↓
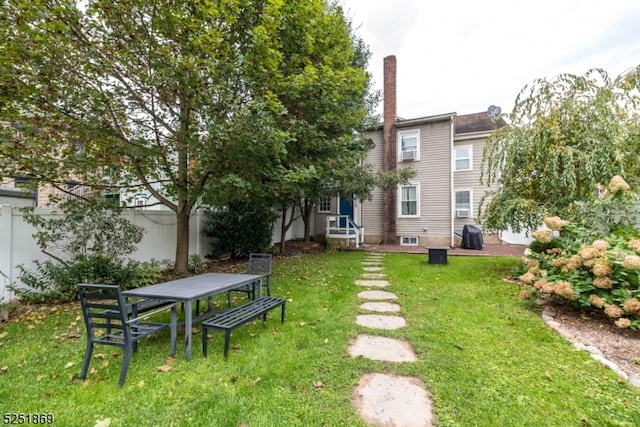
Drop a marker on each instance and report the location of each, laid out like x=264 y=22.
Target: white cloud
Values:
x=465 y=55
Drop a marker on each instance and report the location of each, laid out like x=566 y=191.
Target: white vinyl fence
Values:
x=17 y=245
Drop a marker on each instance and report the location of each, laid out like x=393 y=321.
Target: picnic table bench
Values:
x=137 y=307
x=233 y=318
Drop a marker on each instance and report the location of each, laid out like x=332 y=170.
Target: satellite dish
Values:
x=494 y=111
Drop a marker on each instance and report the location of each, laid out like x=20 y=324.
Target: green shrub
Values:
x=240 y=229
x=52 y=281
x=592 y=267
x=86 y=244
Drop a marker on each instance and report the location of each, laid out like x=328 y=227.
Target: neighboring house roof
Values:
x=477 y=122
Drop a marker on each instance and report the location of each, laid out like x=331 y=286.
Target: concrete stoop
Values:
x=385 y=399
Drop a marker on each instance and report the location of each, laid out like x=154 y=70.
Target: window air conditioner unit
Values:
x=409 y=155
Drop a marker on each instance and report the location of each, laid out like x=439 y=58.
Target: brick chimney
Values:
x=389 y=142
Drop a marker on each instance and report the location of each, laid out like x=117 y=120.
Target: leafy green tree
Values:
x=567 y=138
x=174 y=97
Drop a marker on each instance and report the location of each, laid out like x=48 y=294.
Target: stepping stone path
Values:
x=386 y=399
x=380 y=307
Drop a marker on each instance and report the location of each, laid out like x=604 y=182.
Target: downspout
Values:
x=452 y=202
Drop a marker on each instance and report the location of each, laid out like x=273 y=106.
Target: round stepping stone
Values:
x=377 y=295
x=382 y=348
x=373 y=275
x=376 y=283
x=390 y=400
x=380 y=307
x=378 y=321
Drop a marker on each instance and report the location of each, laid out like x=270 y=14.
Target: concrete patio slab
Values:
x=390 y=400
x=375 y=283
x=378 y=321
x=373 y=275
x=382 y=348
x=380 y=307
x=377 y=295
↑
↓
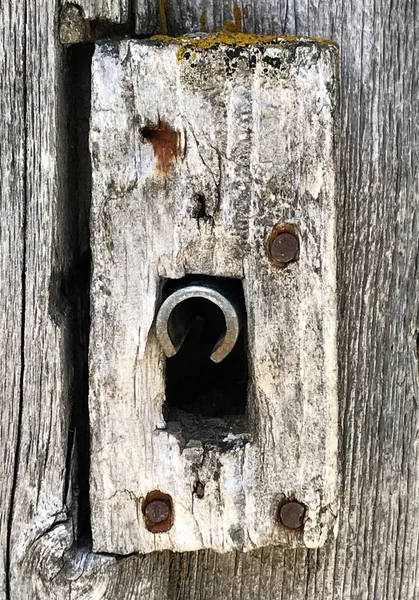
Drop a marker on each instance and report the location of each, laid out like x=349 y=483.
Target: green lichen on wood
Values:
↑
* **WORK REQUEST**: From the entries above, extract every line where the word "white" appears.

* **ANSWER TO THIS TASK**:
Target: white cloud
Target: white vinyl fence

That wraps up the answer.